◆ Direction ◆
Turn the lines below into a JSON list of strings, one string per line and blank lines left out, beginning with the line containing "the wooden shrine" and running through the last line. Include only those lines.

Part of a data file
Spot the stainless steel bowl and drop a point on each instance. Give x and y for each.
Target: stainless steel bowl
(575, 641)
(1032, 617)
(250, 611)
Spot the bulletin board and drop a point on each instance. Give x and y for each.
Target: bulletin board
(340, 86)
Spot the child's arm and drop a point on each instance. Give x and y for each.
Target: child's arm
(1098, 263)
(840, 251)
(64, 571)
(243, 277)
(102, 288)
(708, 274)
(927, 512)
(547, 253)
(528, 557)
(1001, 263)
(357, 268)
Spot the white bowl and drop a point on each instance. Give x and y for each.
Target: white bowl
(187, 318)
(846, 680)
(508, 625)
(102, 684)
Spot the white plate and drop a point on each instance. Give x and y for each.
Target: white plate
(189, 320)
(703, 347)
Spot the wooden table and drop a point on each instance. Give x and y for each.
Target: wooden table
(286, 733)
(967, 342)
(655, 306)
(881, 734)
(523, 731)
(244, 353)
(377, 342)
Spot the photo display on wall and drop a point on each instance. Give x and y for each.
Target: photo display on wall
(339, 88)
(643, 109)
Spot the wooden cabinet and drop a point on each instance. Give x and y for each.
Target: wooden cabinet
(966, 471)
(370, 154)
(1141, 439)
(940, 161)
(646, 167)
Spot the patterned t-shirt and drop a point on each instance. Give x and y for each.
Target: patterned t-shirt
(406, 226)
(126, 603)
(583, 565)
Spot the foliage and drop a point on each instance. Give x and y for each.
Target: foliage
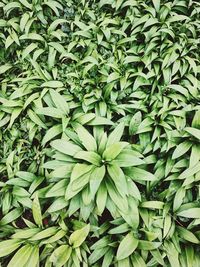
(99, 133)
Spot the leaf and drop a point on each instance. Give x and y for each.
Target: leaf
(36, 119)
(52, 112)
(128, 158)
(91, 157)
(52, 84)
(118, 178)
(78, 237)
(8, 246)
(21, 256)
(114, 150)
(51, 133)
(4, 68)
(86, 138)
(96, 178)
(181, 149)
(28, 50)
(187, 235)
(147, 245)
(59, 101)
(190, 171)
(60, 255)
(156, 4)
(193, 213)
(193, 131)
(44, 233)
(37, 215)
(112, 77)
(139, 174)
(65, 147)
(11, 216)
(101, 198)
(33, 261)
(116, 134)
(127, 246)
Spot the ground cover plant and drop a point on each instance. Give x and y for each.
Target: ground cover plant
(100, 133)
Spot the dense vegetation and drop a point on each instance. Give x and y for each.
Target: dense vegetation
(100, 133)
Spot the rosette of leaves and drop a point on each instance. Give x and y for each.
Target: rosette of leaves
(97, 170)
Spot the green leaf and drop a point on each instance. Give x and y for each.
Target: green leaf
(187, 235)
(156, 4)
(52, 84)
(21, 257)
(127, 246)
(193, 213)
(60, 255)
(52, 112)
(114, 150)
(65, 147)
(128, 158)
(118, 178)
(37, 215)
(96, 178)
(59, 101)
(8, 246)
(193, 131)
(91, 157)
(33, 261)
(86, 138)
(181, 149)
(116, 134)
(147, 245)
(78, 237)
(139, 174)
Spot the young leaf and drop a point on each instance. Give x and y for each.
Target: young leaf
(127, 246)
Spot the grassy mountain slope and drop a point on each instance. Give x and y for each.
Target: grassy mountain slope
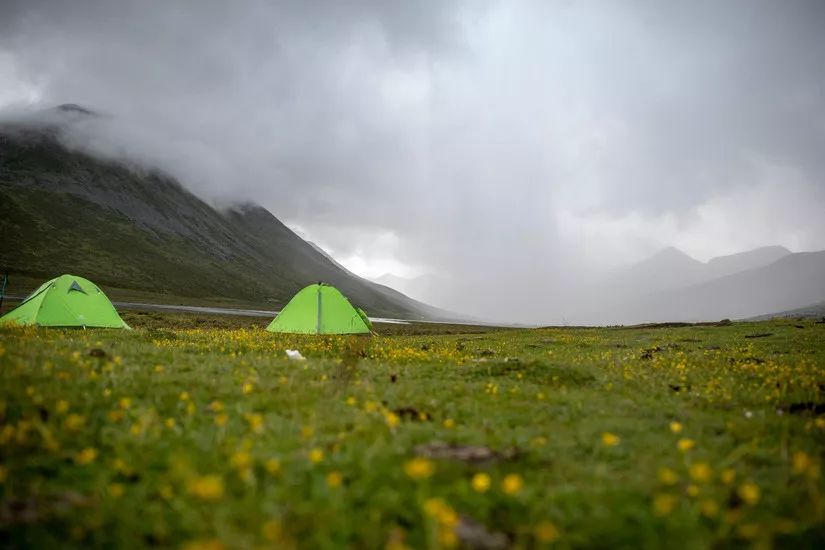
(796, 280)
(64, 211)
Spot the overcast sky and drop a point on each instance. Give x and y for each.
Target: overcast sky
(501, 144)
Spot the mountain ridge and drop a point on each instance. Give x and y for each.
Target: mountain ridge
(130, 227)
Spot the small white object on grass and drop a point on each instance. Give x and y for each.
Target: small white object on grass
(295, 355)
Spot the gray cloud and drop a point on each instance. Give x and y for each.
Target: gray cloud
(486, 137)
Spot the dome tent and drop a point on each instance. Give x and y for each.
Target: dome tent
(66, 301)
(320, 309)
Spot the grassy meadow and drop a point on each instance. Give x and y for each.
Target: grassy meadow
(197, 432)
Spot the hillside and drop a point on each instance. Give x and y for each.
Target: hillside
(794, 281)
(126, 227)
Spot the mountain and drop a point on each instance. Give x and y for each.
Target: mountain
(816, 311)
(668, 268)
(794, 281)
(735, 263)
(128, 227)
(672, 286)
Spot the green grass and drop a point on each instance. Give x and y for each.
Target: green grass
(262, 452)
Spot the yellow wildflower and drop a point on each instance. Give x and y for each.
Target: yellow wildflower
(116, 490)
(86, 456)
(480, 482)
(316, 455)
(685, 444)
(256, 421)
(208, 544)
(749, 492)
(271, 530)
(241, 460)
(74, 422)
(700, 472)
(447, 538)
(728, 475)
(546, 532)
(663, 504)
(511, 484)
(709, 508)
(668, 476)
(334, 479)
(392, 419)
(273, 466)
(419, 468)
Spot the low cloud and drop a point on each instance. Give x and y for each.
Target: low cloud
(506, 146)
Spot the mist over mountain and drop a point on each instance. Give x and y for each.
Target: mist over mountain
(132, 227)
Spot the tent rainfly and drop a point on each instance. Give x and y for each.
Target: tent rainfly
(66, 301)
(320, 309)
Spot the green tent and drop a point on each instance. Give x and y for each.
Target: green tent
(67, 301)
(320, 309)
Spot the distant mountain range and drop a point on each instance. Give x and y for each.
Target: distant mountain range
(673, 286)
(128, 227)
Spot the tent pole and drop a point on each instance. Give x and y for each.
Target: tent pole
(3, 289)
(318, 319)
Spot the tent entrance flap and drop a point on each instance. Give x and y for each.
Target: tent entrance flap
(319, 309)
(66, 301)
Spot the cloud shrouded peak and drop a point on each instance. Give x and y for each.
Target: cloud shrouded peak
(500, 145)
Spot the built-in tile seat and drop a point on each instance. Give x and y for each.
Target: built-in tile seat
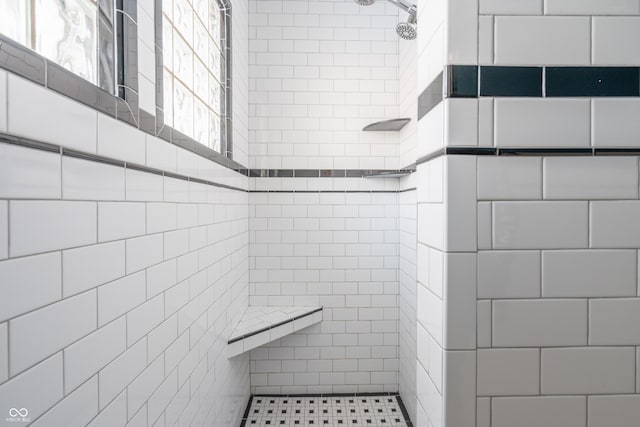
(260, 325)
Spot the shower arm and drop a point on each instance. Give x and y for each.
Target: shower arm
(410, 8)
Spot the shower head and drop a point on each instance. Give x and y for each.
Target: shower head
(408, 30)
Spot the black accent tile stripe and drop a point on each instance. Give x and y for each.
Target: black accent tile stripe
(431, 96)
(462, 81)
(511, 81)
(275, 325)
(592, 81)
(306, 173)
(545, 152)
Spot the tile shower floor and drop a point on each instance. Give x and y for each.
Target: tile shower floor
(326, 410)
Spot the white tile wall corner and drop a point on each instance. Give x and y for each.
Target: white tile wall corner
(542, 122)
(579, 370)
(529, 40)
(461, 45)
(612, 124)
(27, 173)
(41, 387)
(4, 356)
(508, 372)
(460, 204)
(460, 301)
(54, 128)
(3, 101)
(592, 273)
(540, 225)
(591, 178)
(4, 229)
(566, 411)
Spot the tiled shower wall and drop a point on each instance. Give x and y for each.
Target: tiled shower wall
(320, 72)
(119, 287)
(549, 243)
(338, 250)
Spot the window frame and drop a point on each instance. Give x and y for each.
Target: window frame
(225, 156)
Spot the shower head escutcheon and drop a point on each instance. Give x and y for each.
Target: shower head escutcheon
(407, 30)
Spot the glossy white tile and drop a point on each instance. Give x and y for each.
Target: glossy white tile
(509, 178)
(57, 325)
(590, 178)
(540, 225)
(120, 296)
(590, 273)
(509, 274)
(119, 140)
(580, 370)
(539, 323)
(611, 321)
(23, 112)
(612, 225)
(565, 411)
(87, 180)
(508, 372)
(613, 123)
(29, 283)
(42, 226)
(525, 40)
(39, 388)
(91, 266)
(521, 122)
(29, 174)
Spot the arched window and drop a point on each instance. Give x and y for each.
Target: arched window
(196, 77)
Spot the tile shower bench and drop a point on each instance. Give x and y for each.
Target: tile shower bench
(260, 325)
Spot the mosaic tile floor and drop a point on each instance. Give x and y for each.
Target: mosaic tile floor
(352, 410)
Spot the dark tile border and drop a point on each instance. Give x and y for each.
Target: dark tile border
(472, 81)
(539, 152)
(403, 409)
(275, 325)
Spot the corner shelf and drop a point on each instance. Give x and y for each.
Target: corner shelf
(260, 325)
(391, 125)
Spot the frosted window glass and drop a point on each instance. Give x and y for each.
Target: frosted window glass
(194, 93)
(66, 33)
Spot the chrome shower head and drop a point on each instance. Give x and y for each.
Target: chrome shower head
(408, 30)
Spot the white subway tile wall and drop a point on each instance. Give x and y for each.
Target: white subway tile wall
(95, 330)
(339, 251)
(320, 72)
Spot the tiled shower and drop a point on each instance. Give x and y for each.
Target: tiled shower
(180, 250)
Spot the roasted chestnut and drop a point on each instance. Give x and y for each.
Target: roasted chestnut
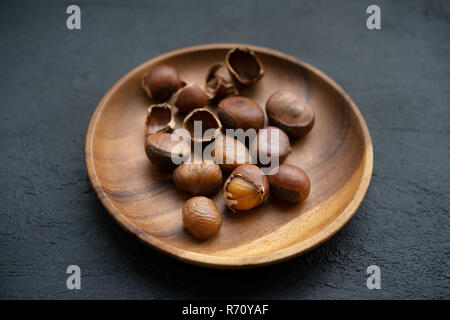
(230, 153)
(190, 97)
(289, 183)
(218, 86)
(202, 124)
(163, 148)
(271, 142)
(161, 82)
(239, 112)
(198, 177)
(245, 188)
(201, 217)
(290, 112)
(244, 66)
(159, 119)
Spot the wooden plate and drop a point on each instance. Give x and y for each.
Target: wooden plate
(337, 155)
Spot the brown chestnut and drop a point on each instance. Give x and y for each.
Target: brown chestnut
(245, 188)
(207, 121)
(201, 217)
(239, 112)
(162, 148)
(218, 86)
(244, 66)
(190, 97)
(270, 142)
(289, 183)
(230, 153)
(290, 112)
(161, 82)
(198, 177)
(159, 119)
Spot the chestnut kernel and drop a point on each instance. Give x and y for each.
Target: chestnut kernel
(244, 66)
(217, 86)
(245, 188)
(198, 177)
(159, 119)
(290, 112)
(230, 153)
(269, 143)
(161, 82)
(161, 148)
(289, 183)
(201, 217)
(190, 97)
(210, 125)
(239, 112)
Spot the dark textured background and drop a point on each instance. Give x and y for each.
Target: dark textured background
(51, 80)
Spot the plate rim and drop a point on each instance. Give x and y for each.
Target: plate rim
(220, 262)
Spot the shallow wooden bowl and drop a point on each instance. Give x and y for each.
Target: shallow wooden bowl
(337, 155)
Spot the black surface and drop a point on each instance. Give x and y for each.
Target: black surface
(51, 80)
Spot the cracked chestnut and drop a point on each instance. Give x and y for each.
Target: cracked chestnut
(245, 188)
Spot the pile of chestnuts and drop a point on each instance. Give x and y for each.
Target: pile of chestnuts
(235, 168)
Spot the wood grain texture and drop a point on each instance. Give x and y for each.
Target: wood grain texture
(337, 155)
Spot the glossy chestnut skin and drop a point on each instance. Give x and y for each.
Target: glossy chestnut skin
(201, 217)
(160, 147)
(240, 112)
(261, 147)
(209, 121)
(244, 66)
(252, 175)
(159, 119)
(190, 97)
(218, 86)
(198, 177)
(289, 183)
(291, 113)
(161, 82)
(230, 153)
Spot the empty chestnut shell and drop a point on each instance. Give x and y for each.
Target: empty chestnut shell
(217, 86)
(244, 66)
(271, 142)
(210, 125)
(290, 112)
(159, 119)
(198, 177)
(190, 97)
(289, 183)
(161, 82)
(161, 146)
(201, 217)
(230, 153)
(239, 112)
(245, 188)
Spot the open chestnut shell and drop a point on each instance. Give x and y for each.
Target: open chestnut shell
(289, 183)
(210, 125)
(290, 112)
(159, 119)
(190, 97)
(162, 146)
(240, 112)
(217, 86)
(244, 66)
(245, 188)
(269, 143)
(161, 82)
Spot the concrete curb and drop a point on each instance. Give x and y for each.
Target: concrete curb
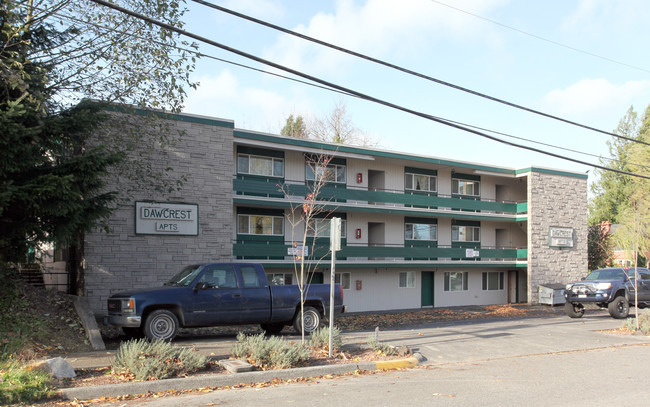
(197, 382)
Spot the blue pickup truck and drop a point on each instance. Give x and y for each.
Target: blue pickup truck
(219, 294)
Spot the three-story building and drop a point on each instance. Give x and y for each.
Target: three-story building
(417, 231)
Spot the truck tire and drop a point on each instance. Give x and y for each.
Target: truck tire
(132, 333)
(161, 325)
(272, 329)
(619, 308)
(574, 310)
(312, 320)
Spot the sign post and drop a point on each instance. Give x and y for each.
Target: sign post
(335, 245)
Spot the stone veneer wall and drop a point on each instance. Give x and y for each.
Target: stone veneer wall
(555, 200)
(122, 260)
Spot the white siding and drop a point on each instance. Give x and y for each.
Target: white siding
(473, 296)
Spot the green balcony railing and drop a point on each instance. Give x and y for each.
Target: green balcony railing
(272, 250)
(275, 189)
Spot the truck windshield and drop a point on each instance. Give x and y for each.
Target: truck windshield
(185, 277)
(607, 274)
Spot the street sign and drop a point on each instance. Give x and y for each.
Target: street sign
(335, 234)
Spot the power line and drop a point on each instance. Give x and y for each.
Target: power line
(559, 44)
(408, 71)
(200, 54)
(350, 91)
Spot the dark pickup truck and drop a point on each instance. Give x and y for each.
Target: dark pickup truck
(219, 294)
(611, 288)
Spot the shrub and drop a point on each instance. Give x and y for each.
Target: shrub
(379, 347)
(644, 323)
(320, 339)
(156, 360)
(270, 353)
(22, 385)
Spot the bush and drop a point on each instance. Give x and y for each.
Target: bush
(22, 385)
(156, 360)
(644, 323)
(320, 339)
(379, 347)
(270, 353)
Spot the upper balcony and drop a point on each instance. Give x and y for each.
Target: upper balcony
(280, 254)
(282, 193)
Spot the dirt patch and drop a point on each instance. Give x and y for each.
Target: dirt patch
(104, 376)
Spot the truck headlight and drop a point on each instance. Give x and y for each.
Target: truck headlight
(128, 306)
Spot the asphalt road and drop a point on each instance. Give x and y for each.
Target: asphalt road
(533, 362)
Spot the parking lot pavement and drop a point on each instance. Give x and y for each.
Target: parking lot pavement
(471, 341)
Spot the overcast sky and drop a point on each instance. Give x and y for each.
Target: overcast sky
(590, 65)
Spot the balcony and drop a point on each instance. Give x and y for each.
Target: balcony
(360, 255)
(341, 197)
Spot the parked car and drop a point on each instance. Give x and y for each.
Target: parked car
(219, 294)
(611, 288)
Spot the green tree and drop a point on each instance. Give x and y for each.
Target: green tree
(599, 243)
(611, 188)
(51, 184)
(294, 127)
(337, 127)
(633, 234)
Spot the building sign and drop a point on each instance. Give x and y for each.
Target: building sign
(158, 218)
(302, 251)
(560, 236)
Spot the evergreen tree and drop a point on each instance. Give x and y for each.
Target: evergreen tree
(51, 186)
(611, 188)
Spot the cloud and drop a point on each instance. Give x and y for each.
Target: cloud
(252, 108)
(605, 16)
(265, 9)
(379, 28)
(593, 97)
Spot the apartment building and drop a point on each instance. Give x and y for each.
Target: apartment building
(417, 230)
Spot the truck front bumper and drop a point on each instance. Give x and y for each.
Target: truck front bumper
(591, 297)
(130, 321)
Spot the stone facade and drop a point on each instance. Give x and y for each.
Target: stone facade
(555, 200)
(121, 260)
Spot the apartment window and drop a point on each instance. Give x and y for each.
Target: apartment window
(493, 280)
(328, 173)
(321, 228)
(465, 233)
(420, 231)
(343, 279)
(420, 182)
(260, 165)
(407, 279)
(260, 225)
(465, 187)
(456, 281)
(280, 278)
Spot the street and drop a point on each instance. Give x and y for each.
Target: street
(531, 361)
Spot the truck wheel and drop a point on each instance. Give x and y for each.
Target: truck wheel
(574, 310)
(619, 308)
(161, 325)
(272, 329)
(312, 320)
(132, 333)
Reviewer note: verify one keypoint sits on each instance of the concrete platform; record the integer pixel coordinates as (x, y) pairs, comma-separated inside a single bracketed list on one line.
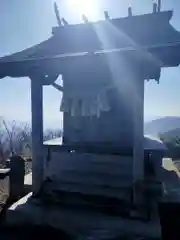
[(32, 211)]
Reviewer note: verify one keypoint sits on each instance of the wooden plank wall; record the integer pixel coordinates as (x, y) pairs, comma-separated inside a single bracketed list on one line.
[(105, 175)]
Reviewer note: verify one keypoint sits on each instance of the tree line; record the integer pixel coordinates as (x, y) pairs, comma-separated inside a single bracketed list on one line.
[(15, 138)]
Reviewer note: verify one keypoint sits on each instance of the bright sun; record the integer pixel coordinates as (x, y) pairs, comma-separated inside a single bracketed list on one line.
[(87, 7)]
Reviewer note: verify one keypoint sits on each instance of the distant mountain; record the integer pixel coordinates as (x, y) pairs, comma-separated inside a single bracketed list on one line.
[(162, 125), (171, 134)]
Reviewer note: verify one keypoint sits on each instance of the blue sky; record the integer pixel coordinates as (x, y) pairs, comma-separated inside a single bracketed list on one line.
[(24, 23)]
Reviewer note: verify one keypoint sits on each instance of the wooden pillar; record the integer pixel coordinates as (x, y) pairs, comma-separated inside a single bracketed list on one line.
[(37, 133), (138, 136)]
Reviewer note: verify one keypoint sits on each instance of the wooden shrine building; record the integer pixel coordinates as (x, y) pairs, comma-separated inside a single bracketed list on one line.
[(103, 67)]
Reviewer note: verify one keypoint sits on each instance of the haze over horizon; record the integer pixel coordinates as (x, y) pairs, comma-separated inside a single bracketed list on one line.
[(26, 23)]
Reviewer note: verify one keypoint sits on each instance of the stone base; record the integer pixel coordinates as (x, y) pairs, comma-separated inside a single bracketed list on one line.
[(29, 211)]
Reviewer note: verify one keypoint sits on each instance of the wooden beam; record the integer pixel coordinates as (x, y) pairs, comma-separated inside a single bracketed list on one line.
[(138, 137), (37, 133)]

◆ Correct output ◆
[
  "Reviewer note: verify one keypoint sits on each instance of the wooden shrine building; record the integer pixel coordinates as (x, y) pairs, comma-separated inside a single bracketed list on one line.",
  "[(103, 67)]",
  "Reviewer note: verify one keypoint sits on each instance of the haze over horizon; record the integer pixel coordinates as (x, y) pairs, comma-separated inside a single bracketed list on one line.",
  "[(26, 23)]",
  "Reviewer note: verify one keypoint sits on each instance of the stone base; record the integer pixel coordinates as (x, y) pairs, comma-separated inside a single bracketed list on one line.",
  "[(29, 211)]",
  "Reviewer note: verify one keypoint sits on each instance of the wooden beam; record the integer pixel coordinates as (x, y) pairs, comma-separated inside a single bracketed list on one line.",
  "[(138, 137), (37, 133)]"
]